┌──
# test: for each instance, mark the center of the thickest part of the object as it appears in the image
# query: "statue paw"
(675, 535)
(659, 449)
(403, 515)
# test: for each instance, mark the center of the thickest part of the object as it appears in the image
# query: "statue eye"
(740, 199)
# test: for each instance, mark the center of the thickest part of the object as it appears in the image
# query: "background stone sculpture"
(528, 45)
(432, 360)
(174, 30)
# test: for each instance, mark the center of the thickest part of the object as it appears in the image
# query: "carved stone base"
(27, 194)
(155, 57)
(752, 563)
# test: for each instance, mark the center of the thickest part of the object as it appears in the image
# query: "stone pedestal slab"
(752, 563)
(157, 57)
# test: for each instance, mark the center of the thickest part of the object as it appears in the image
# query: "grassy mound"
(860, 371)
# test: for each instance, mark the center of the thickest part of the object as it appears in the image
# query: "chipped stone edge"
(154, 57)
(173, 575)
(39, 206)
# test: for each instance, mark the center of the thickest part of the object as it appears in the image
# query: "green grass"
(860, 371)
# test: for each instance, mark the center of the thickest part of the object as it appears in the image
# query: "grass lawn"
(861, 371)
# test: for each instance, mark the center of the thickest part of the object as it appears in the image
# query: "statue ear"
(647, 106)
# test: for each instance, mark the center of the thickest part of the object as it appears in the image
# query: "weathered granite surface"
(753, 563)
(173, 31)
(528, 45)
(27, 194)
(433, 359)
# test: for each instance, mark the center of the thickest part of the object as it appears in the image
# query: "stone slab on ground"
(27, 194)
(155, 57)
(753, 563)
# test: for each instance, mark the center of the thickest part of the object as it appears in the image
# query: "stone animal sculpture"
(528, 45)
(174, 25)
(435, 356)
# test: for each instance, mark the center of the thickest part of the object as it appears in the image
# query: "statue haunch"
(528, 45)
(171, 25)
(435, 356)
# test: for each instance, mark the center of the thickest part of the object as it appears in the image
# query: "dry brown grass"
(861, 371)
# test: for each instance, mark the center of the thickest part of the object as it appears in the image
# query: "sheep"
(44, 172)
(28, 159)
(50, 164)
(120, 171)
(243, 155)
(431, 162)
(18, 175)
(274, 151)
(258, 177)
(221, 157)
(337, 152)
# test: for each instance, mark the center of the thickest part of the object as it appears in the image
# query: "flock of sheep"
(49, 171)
└──
TASK TO COMPLETE:
The full listing above is to be retyped exactly.

ANSWER FOR THIS EXERCISE:
# test: for each instance, mark the center of the thickest part of the object as it appears in the image
# query: "statue paw"
(675, 535)
(659, 449)
(403, 515)
# test: for each instance, mark the center of the thickest part of the object as it appears in the image
# query: "statue eye"
(740, 199)
# test: for each instance, mark the center of the thickest part of the object as it appears in the image
# query: "background stone sculpture"
(528, 45)
(432, 360)
(174, 30)
# test: for each instance, mark the center of the thickest part of the object as it appears in the image
# query: "carved stone base"
(27, 194)
(155, 57)
(752, 563)
# test: for each instance, mark the center of the thickest part of the object as it appears in the image
# query: "stone pedestal slab"
(752, 563)
(157, 57)
# test: for each instance, mark the center of the thickest part of the object as it appears in the image
# query: "grassy mound"
(860, 371)
# test: for each instance, mark the center of the thickest part of the object as it appears in the image
# query: "chipped stone edge"
(154, 57)
(173, 575)
(39, 206)
# test: for each instance, mark the center of the thickest part of the object as it appears in the image
# query: "green grass"
(860, 371)
# test: for each instance, mark the center of the thickest part of the object as it appears in the image
# query: "grass lawn"
(861, 371)
# test: for each instance, mark the center of the thickest part of the object as it appears in the image
# query: "statue ear"
(647, 106)
# test: for each instance, mark the center of the thickest part of the object as it appears in the image
# query: "weathered granite surface"
(753, 563)
(173, 31)
(528, 45)
(27, 194)
(433, 359)
# test: for each instance, mark the center of the thickest part of the object as it appears in the image
# query: "stone slab on ground"
(27, 194)
(155, 57)
(753, 563)
# test: for each instance, mark the center of the thickest part of the object as it appears in the image
# query: "stone animal sculpture"
(528, 45)
(174, 25)
(435, 356)
# test: for each instance, mark the center of the thickest part of the object as it appears in the image
# query: "statue haunch"
(528, 45)
(171, 25)
(435, 356)
# test: for each instance, mark the center of the thickest part of the object as it appears in the image
# query: "dry brown grass"
(861, 371)
# test: for each instance, mark the center of the thickest part of the object as it appears in the image
# query: "sheep"
(44, 172)
(28, 159)
(50, 164)
(120, 171)
(243, 155)
(431, 162)
(18, 175)
(274, 151)
(258, 177)
(221, 157)
(337, 152)
# test: for each instance, mark the center of the thickest part of the object as it appears in the image
# query: "flock of sheep"
(49, 171)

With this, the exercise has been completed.